(Object position labeling entries)

------------------------------

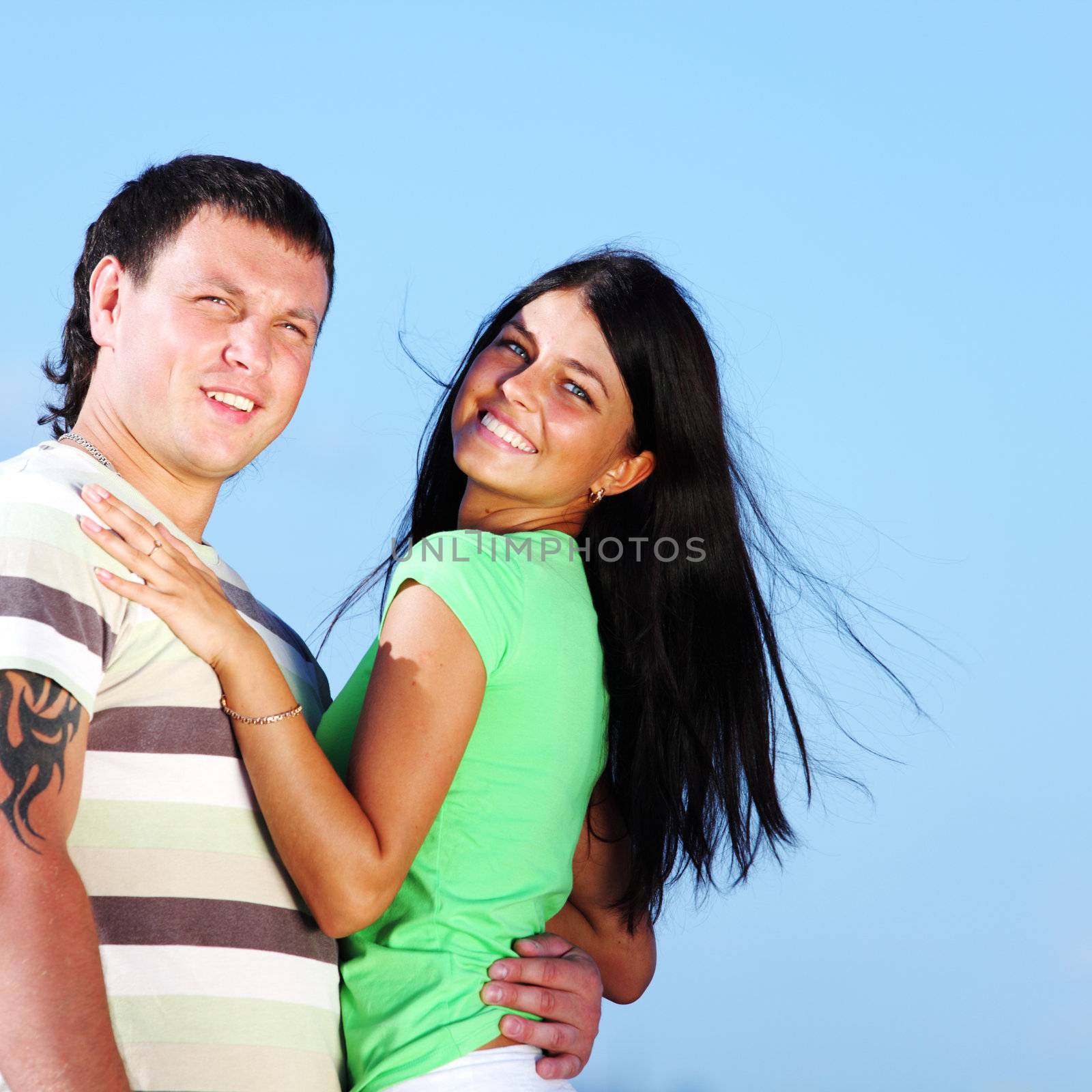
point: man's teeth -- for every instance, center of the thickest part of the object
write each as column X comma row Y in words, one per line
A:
column 233, row 400
column 506, row 434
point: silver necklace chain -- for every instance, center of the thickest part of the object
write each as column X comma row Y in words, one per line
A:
column 89, row 447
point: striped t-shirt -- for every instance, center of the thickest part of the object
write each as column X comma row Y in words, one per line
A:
column 218, row 977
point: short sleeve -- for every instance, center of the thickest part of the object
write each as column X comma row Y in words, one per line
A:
column 478, row 579
column 56, row 618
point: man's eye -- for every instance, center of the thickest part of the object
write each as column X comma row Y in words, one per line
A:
column 582, row 393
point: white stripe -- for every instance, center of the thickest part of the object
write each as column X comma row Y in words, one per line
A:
column 177, row 779
column 27, row 639
column 191, row 971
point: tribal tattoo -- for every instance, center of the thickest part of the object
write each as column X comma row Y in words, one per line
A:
column 38, row 720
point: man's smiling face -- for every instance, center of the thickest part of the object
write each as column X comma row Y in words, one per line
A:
column 205, row 358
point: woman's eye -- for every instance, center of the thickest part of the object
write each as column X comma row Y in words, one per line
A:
column 582, row 394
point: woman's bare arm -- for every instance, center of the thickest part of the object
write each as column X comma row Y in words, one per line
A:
column 600, row 875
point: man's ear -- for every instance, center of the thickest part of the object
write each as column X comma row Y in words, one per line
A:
column 628, row 472
column 105, row 291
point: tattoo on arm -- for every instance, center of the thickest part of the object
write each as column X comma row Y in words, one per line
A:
column 38, row 720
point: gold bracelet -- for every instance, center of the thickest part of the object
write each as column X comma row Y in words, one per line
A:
column 257, row 720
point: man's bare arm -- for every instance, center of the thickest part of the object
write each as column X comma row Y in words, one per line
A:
column 55, row 1028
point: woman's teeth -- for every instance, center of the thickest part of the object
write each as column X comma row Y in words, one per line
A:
column 236, row 401
column 508, row 435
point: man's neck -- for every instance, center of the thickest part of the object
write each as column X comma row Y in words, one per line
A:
column 188, row 502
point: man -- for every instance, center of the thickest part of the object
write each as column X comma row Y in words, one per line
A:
column 152, row 939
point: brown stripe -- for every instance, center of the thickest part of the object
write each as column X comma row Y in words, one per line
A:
column 23, row 598
column 210, row 923
column 163, row 730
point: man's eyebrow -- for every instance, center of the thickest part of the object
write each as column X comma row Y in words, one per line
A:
column 216, row 282
column 304, row 313
column 307, row 314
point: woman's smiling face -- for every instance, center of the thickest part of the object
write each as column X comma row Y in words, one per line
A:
column 543, row 415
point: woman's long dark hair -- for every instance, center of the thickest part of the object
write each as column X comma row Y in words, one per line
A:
column 697, row 682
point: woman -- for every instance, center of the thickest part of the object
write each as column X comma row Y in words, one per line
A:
column 579, row 609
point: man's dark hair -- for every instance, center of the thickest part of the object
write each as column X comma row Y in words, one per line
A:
column 145, row 216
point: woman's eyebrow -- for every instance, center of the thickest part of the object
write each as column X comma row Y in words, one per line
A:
column 523, row 330
column 582, row 369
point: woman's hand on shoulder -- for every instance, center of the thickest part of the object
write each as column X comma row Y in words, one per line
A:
column 177, row 584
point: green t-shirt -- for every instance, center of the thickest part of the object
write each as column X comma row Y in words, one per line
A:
column 497, row 862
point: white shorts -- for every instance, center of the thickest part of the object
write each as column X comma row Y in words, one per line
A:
column 500, row 1069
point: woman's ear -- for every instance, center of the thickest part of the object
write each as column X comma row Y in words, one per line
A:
column 105, row 291
column 627, row 472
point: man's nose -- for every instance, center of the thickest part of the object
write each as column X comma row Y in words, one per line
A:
column 250, row 347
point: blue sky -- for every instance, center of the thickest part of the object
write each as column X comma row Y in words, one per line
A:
column 884, row 211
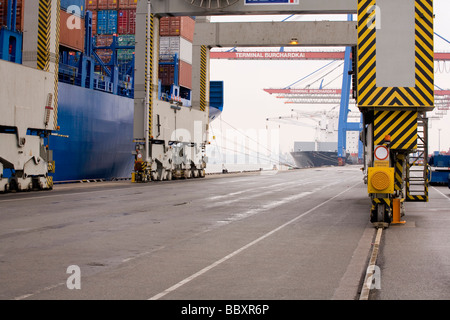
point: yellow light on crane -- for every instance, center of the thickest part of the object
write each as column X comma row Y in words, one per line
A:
column 380, row 180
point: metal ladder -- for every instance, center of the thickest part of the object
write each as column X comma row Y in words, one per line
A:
column 417, row 164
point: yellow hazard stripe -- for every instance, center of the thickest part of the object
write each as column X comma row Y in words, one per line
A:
column 58, row 28
column 422, row 94
column 203, row 75
column 399, row 172
column 149, row 68
column 43, row 50
column 401, row 126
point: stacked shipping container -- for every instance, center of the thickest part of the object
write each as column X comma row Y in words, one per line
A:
column 176, row 36
column 118, row 17
column 113, row 16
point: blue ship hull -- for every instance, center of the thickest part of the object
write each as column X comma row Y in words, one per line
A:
column 100, row 130
column 99, row 127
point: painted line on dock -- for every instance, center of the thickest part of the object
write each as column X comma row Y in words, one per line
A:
column 367, row 284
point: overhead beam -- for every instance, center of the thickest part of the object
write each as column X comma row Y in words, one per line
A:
column 296, row 55
column 276, row 34
column 185, row 8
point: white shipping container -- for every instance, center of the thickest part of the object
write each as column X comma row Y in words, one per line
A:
column 168, row 46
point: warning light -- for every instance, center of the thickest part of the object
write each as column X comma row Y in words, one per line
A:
column 380, row 180
column 381, row 153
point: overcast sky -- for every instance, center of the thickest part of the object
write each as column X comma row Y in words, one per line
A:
column 247, row 106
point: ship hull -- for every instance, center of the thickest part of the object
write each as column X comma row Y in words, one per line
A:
column 308, row 159
column 99, row 127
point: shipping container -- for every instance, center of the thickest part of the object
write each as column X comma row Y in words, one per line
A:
column 127, row 4
column 94, row 23
column 169, row 46
column 126, row 21
column 166, row 74
column 19, row 14
column 91, row 5
column 71, row 37
column 75, row 7
column 105, row 55
column 177, row 26
column 102, row 4
column 107, row 22
column 103, row 40
column 185, row 75
column 113, row 4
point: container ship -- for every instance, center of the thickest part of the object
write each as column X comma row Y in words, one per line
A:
column 96, row 89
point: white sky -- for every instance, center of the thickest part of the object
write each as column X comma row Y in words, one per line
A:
column 247, row 106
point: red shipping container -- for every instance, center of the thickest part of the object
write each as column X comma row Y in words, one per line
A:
column 124, row 4
column 91, row 5
column 113, row 4
column 177, row 26
column 105, row 55
column 94, row 22
column 132, row 4
column 166, row 74
column 103, row 40
column 126, row 21
column 102, row 4
column 19, row 14
column 185, row 74
column 123, row 22
column 71, row 38
column 132, row 21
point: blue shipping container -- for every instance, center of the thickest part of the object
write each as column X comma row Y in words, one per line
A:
column 112, row 22
column 75, row 7
column 107, row 22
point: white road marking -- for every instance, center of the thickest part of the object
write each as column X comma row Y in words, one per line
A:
column 445, row 196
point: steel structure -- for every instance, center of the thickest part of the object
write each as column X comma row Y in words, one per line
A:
column 393, row 91
column 295, row 55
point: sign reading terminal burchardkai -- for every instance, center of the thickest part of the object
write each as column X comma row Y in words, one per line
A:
column 263, row 2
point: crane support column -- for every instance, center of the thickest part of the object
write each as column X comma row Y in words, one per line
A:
column 29, row 119
column 169, row 137
column 395, row 89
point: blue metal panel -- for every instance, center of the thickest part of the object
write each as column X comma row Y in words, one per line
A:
column 75, row 7
column 112, row 22
column 100, row 130
column 216, row 94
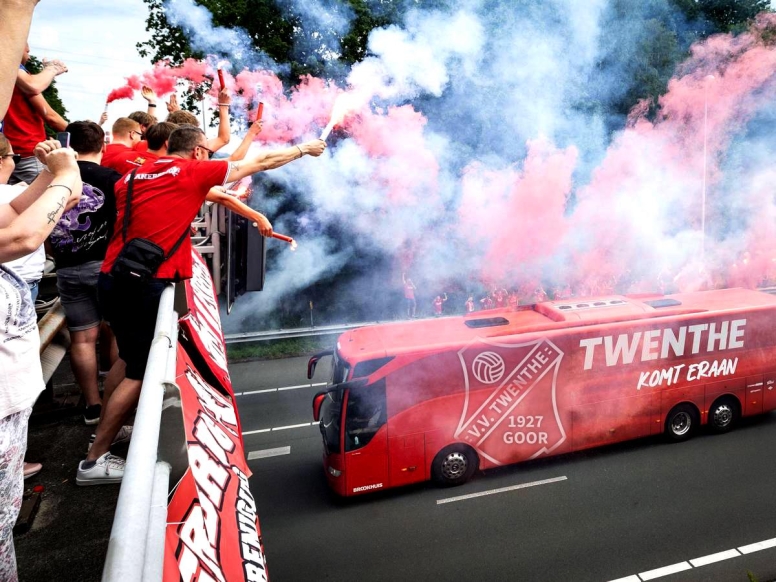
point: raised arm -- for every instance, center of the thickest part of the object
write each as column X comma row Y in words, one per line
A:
column 224, row 131
column 245, row 144
column 53, row 119
column 218, row 196
column 36, row 84
column 275, row 159
column 27, row 231
column 14, row 29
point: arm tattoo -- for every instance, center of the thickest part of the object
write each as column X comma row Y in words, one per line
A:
column 52, row 216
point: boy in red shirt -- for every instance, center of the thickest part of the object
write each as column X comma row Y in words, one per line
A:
column 181, row 180
column 119, row 154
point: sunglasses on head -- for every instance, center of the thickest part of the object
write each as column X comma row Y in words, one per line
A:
column 208, row 150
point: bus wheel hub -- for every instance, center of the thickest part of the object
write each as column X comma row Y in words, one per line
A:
column 454, row 465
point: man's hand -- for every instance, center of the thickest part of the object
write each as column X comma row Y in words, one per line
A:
column 313, row 148
column 58, row 66
column 265, row 226
column 148, row 94
column 255, row 128
column 59, row 160
column 172, row 104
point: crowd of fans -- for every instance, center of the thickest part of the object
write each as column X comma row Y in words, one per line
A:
column 86, row 203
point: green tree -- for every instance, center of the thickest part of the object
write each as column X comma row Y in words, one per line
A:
column 723, row 15
column 277, row 33
column 51, row 94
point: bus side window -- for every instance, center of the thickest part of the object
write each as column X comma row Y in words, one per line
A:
column 365, row 415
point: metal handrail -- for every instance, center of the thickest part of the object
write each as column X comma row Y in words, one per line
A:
column 274, row 334
column 142, row 485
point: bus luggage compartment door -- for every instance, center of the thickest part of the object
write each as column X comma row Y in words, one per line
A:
column 366, row 439
column 406, row 456
column 366, row 468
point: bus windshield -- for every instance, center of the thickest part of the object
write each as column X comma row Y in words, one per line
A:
column 331, row 413
column 341, row 370
column 365, row 415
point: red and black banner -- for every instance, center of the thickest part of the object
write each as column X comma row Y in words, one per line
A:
column 212, row 527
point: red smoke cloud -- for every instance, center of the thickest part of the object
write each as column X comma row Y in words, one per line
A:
column 635, row 225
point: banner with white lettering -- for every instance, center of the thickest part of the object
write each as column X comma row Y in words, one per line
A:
column 202, row 325
column 200, row 329
column 212, row 527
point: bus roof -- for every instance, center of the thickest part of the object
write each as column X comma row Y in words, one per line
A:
column 377, row 341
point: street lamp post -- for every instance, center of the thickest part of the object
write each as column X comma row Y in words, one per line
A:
column 705, row 146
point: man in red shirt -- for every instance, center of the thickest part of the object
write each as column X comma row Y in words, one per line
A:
column 166, row 196
column 23, row 124
column 119, row 154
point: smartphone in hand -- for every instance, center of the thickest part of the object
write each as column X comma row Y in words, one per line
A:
column 63, row 137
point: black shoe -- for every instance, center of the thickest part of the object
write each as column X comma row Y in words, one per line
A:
column 92, row 414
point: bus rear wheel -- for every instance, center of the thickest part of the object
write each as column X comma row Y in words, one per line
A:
column 723, row 415
column 681, row 422
column 454, row 465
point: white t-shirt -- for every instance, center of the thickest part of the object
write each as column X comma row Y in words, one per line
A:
column 21, row 375
column 29, row 267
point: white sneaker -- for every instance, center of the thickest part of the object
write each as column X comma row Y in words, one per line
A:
column 124, row 435
column 107, row 469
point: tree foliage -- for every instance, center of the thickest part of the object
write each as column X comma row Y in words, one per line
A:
column 280, row 34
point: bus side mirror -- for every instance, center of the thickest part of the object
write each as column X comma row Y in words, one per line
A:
column 317, row 401
column 313, row 361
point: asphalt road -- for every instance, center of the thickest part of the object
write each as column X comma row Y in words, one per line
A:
column 631, row 512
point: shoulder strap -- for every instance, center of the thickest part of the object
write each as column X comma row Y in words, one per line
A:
column 179, row 243
column 127, row 207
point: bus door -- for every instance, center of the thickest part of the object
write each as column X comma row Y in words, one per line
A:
column 366, row 439
column 755, row 389
column 769, row 391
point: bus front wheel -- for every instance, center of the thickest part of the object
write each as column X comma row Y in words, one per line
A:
column 723, row 414
column 454, row 465
column 681, row 422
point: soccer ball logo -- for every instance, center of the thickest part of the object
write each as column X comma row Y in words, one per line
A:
column 488, row 367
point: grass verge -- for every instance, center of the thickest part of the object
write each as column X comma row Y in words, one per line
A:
column 275, row 349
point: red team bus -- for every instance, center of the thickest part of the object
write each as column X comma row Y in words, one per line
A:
column 438, row 399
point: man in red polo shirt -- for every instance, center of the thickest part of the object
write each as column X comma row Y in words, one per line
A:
column 23, row 124
column 166, row 196
column 119, row 154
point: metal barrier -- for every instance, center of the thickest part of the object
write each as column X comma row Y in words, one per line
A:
column 258, row 336
column 136, row 547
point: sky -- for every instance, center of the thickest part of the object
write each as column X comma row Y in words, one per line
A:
column 97, row 42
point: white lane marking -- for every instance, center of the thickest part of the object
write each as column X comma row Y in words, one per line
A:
column 698, row 562
column 247, row 432
column 281, row 389
column 501, row 490
column 711, row 558
column 266, row 453
column 293, row 426
column 665, row 571
column 764, row 545
column 261, row 430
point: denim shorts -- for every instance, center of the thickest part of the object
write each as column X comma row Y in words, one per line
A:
column 78, row 295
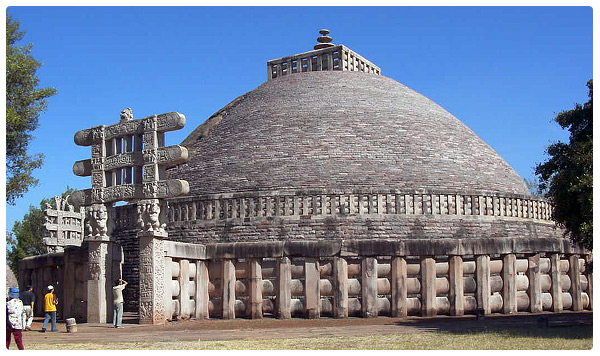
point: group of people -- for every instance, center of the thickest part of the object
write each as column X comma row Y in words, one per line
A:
column 19, row 311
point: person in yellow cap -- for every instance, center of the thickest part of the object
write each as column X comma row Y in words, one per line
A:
column 50, row 302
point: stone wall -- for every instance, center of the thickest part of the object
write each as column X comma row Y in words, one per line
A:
column 69, row 273
column 371, row 278
column 256, row 216
column 66, row 271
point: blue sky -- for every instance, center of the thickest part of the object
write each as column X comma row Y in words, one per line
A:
column 504, row 71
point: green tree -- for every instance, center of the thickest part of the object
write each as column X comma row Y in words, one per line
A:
column 27, row 235
column 567, row 174
column 24, row 103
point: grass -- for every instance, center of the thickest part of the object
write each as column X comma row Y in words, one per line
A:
column 571, row 338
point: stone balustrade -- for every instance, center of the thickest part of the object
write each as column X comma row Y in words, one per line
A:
column 313, row 279
column 251, row 205
column 337, row 57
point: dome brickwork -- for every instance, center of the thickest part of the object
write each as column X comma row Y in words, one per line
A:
column 340, row 131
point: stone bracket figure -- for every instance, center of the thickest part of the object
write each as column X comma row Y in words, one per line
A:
column 148, row 216
column 96, row 222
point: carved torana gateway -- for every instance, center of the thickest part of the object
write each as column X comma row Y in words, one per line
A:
column 64, row 226
column 128, row 164
column 328, row 191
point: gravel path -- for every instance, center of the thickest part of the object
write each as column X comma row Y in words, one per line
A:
column 294, row 328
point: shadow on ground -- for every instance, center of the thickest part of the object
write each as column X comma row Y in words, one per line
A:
column 570, row 325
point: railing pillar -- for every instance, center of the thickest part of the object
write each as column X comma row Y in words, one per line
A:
column 369, row 287
column 428, row 287
column 255, row 298
column 556, row 289
column 399, row 287
column 202, row 297
column 483, row 283
column 284, row 293
column 340, row 294
column 312, row 293
column 509, row 284
column 228, row 286
column 456, row 292
column 574, row 273
column 535, row 287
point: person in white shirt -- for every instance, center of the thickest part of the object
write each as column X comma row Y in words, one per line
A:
column 118, row 302
column 14, row 318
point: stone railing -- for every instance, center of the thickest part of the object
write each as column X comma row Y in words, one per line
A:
column 250, row 205
column 337, row 57
column 371, row 278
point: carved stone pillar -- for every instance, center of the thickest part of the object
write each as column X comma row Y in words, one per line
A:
column 99, row 293
column 152, row 263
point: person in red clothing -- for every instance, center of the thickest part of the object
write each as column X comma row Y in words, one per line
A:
column 50, row 302
column 14, row 318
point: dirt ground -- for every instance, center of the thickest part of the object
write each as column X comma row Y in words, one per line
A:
column 268, row 328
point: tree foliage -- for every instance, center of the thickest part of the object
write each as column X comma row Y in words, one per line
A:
column 567, row 174
column 27, row 236
column 24, row 103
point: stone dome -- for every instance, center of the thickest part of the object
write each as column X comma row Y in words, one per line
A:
column 340, row 131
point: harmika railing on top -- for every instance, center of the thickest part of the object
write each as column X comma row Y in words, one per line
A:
column 337, row 57
column 218, row 207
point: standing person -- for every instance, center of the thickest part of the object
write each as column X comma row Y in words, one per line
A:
column 50, row 302
column 118, row 302
column 14, row 318
column 28, row 299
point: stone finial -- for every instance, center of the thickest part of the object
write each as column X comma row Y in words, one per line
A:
column 324, row 40
column 126, row 114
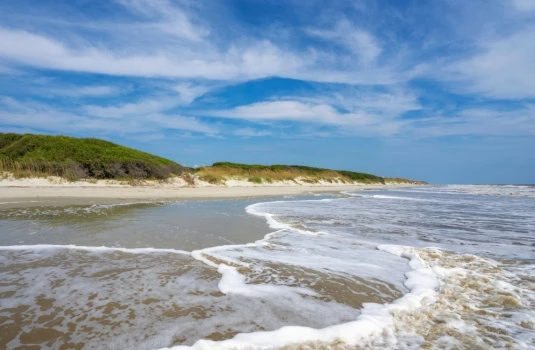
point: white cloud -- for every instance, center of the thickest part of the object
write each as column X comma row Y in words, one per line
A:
column 355, row 40
column 320, row 114
column 182, row 123
column 83, row 91
column 126, row 119
column 143, row 107
column 249, row 132
column 478, row 121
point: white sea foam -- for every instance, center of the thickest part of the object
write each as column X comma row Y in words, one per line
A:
column 374, row 319
column 453, row 298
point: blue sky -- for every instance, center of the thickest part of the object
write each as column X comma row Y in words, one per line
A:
column 442, row 91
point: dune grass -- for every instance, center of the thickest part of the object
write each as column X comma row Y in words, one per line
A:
column 219, row 172
column 31, row 155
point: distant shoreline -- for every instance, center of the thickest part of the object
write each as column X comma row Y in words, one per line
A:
column 32, row 192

------------------------------

Instruction -
Reproduce the part of the entries that opens with the line containing "point: stone wall" and closes with the line containing "column 328, row 191", substituting "marble" for each "stone" and leaving all else unchanged.

Expected answer -
point: marble wall -- for every instance, center of the thickest part of the object
write each as column X comma row Y in words, one per line
A:
column 69, row 273
column 371, row 278
column 256, row 216
column 66, row 271
point: blue sky -- for every instance, center of the thickest part of the object
write each as column X comma row Y in words, one per line
A:
column 504, row 71
point: green tree -- for every instance, center of the thickest part of the object
write each as column X comma row Y in words, one per line
A:
column 27, row 235
column 567, row 174
column 24, row 103
point: grass -- for every instance, center of the thickest part of the object
write each as column X comma row Y in words, one per line
A:
column 571, row 338
point: marble balustrade -- for every instance, center of the thickest part of the object
write each as column X comma row Y in words, one per line
A:
column 313, row 279
column 251, row 205
column 337, row 57
point: dome brickwork -- for every instance, center of the thickest part of the object
write each as column X comma row Y in words, one per line
A:
column 340, row 131
point: marble bracket figure -- for every instance, center of the thickest part of the object
write each as column X comma row Y in words, one per line
A:
column 148, row 216
column 96, row 222
point: carved torana gateway -- for every instance, center of the thickest part of the object
write each as column X comma row Y in words, one per line
A:
column 64, row 226
column 128, row 164
column 328, row 191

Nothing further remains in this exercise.